Stored items from a collection:
%%

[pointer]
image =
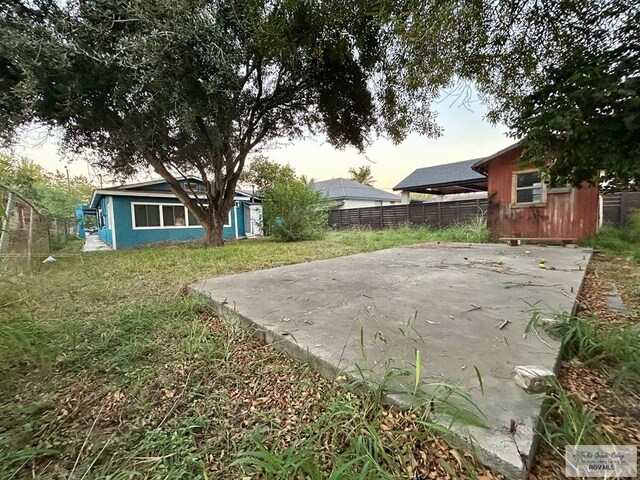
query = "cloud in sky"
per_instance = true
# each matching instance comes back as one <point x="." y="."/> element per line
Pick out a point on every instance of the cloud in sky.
<point x="466" y="135"/>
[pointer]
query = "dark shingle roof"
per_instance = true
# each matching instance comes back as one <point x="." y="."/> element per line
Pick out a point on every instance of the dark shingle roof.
<point x="342" y="188"/>
<point x="450" y="173"/>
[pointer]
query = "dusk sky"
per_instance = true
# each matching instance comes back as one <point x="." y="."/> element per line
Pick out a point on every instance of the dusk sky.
<point x="466" y="135"/>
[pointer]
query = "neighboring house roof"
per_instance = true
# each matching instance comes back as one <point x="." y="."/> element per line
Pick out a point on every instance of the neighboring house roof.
<point x="457" y="177"/>
<point x="481" y="165"/>
<point x="345" y="189"/>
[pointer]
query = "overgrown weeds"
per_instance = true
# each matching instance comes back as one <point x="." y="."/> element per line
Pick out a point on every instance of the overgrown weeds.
<point x="619" y="240"/>
<point x="108" y="371"/>
<point x="474" y="231"/>
<point x="568" y="422"/>
<point x="614" y="348"/>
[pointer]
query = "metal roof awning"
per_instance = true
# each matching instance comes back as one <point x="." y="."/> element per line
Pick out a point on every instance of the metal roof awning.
<point x="478" y="185"/>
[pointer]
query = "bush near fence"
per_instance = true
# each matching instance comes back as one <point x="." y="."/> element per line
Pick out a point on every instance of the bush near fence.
<point x="432" y="214"/>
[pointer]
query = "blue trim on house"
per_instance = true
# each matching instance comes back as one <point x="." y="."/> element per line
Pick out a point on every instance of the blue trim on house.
<point x="119" y="231"/>
<point x="128" y="236"/>
<point x="104" y="224"/>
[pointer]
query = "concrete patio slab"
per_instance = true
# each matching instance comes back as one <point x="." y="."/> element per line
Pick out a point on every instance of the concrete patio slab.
<point x="375" y="310"/>
<point x="92" y="243"/>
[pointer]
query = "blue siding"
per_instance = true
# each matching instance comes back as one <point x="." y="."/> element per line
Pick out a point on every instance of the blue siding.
<point x="240" y="215"/>
<point x="104" y="232"/>
<point x="127" y="236"/>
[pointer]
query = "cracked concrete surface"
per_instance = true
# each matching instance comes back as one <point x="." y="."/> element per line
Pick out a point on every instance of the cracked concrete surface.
<point x="447" y="301"/>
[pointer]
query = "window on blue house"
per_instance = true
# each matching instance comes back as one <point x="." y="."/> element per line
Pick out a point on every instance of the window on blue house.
<point x="147" y="215"/>
<point x="173" y="215"/>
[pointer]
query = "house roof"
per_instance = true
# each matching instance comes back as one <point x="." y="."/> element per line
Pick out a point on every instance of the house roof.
<point x="345" y="189"/>
<point x="481" y="165"/>
<point x="457" y="177"/>
<point x="134" y="190"/>
<point x="149" y="183"/>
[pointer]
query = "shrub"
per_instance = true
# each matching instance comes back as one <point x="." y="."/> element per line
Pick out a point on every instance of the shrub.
<point x="293" y="212"/>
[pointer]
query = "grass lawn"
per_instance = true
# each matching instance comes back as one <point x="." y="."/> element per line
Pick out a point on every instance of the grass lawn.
<point x="597" y="400"/>
<point x="108" y="370"/>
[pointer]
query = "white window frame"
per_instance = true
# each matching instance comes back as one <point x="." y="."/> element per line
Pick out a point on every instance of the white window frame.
<point x="514" y="189"/>
<point x="162" y="225"/>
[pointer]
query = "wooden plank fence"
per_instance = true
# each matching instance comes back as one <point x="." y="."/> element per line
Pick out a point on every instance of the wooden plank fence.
<point x="432" y="214"/>
<point x="616" y="207"/>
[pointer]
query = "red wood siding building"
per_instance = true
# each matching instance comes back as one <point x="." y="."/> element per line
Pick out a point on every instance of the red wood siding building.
<point x="521" y="206"/>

%%

Exercise description: All records above must be output exactly as they stand, excluding pictures.

Exercise response:
[pointer]
image =
query = "cloud in sky"
per_instance = true
# each matching instance comes back as one <point x="." y="."/> element per line
Pick out a point on every instance of the cloud in sky.
<point x="466" y="135"/>
[pointer]
query = "dark shingle roof"
per_instance = true
# each matching instance comes back as one <point x="." y="."/> element per line
Pick out a point on every instance of the dark shingle roof.
<point x="342" y="188"/>
<point x="450" y="173"/>
[pointer]
query = "dusk sky"
per_instance = true
# each matching instance comes back as one <point x="." y="."/> element per line
Pick out a point on every instance of the dusk sky.
<point x="466" y="135"/>
[pointer]
query = "neighboring house roof"
per_instance = true
# each matching instance comes back as one <point x="." y="."/> element per line
Pick out a point on every instance of the neighboring house roof.
<point x="457" y="177"/>
<point x="481" y="165"/>
<point x="345" y="189"/>
[pointer]
query = "overgrown weeds"
per_instance = true
# each matching instance comes back as one <point x="." y="."/> element per line
Pick out a point on every instance of the overgrown weeds.
<point x="619" y="240"/>
<point x="108" y="371"/>
<point x="474" y="231"/>
<point x="568" y="422"/>
<point x="614" y="348"/>
[pointer]
query = "metal roof awning"
per_instance = true
# each matching instance comes back as one <point x="." y="."/> element per line
Pick out a point on every instance of the metal roof awning.
<point x="478" y="185"/>
[pointer]
query = "bush near fence"
per_instance = true
# each matching instance comes back as one <point x="." y="."/> element per line
Pick out a point on every instance of the bush near fence.
<point x="432" y="214"/>
[pointer]
query = "blue trim on house"
per_instance = true
# each matching instance comes back as one <point x="." y="."/> element per line
Pick out a point on every instance of the blue trim on house.
<point x="119" y="231"/>
<point x="128" y="236"/>
<point x="104" y="224"/>
[pointer]
query = "concrete patio slab"
per_instance = true
# each matching instance comes back as one <point x="." y="."/> element per line
Pick out a point on every instance of the concrete patio slab.
<point x="375" y="310"/>
<point x="92" y="243"/>
[pointer]
query = "blue siding"
per_instance = true
# each matching instance comes back as one <point x="." y="."/> element per line
Pick out a point on every instance of the blue siding.
<point x="240" y="215"/>
<point x="104" y="232"/>
<point x="127" y="236"/>
[pointer]
query = "cracked concrete surface"
per_instance = true
# each matching instance comes back as one <point x="." y="."/> element per line
Pick out a point on every instance of the cracked concrete surface.
<point x="447" y="301"/>
[pointer]
query = "window on blue house"
per_instance = true
# each matching instance comes back as one <point x="." y="."/> element per line
Pick out a point on every instance of the window on blue house.
<point x="147" y="215"/>
<point x="173" y="215"/>
[pointer]
query = "house roof"
per_instance = true
# each matching instance comes back as one <point x="." y="."/> element per line
Pick out a point on every instance of the house roof.
<point x="345" y="189"/>
<point x="481" y="165"/>
<point x="457" y="177"/>
<point x="134" y="190"/>
<point x="149" y="183"/>
[pointer]
query = "shrub"
per_instance = true
# each matching instance comes back as one <point x="." y="."/> element per line
Pick out a point on every instance of the shrub.
<point x="293" y="212"/>
[pointer]
query = "grass lawn"
per_instance = true
# each matching instance comes back as one <point x="." y="."/> element per line
Pick out a point on every instance of the grass lawn.
<point x="597" y="400"/>
<point x="108" y="370"/>
[pointer]
query = "white window frame"
per_instance = true
# each matching instance comes back as one <point x="." y="."/> element per line
Pick out a point on every instance of the white window frame.
<point x="514" y="189"/>
<point x="162" y="225"/>
[pointer]
query = "wooden plank fence"
per_instance = true
# each matching instance comes back as one <point x="." y="."/> element per line
Pick out a point on every instance of the wooden plank fence.
<point x="432" y="214"/>
<point x="616" y="207"/>
[pointer]
query = "red wood siding building"
per_instance = true
# each matching instance comes back as one <point x="." y="."/> element per line
Pick out a point on every instance of the red wood siding building.
<point x="521" y="206"/>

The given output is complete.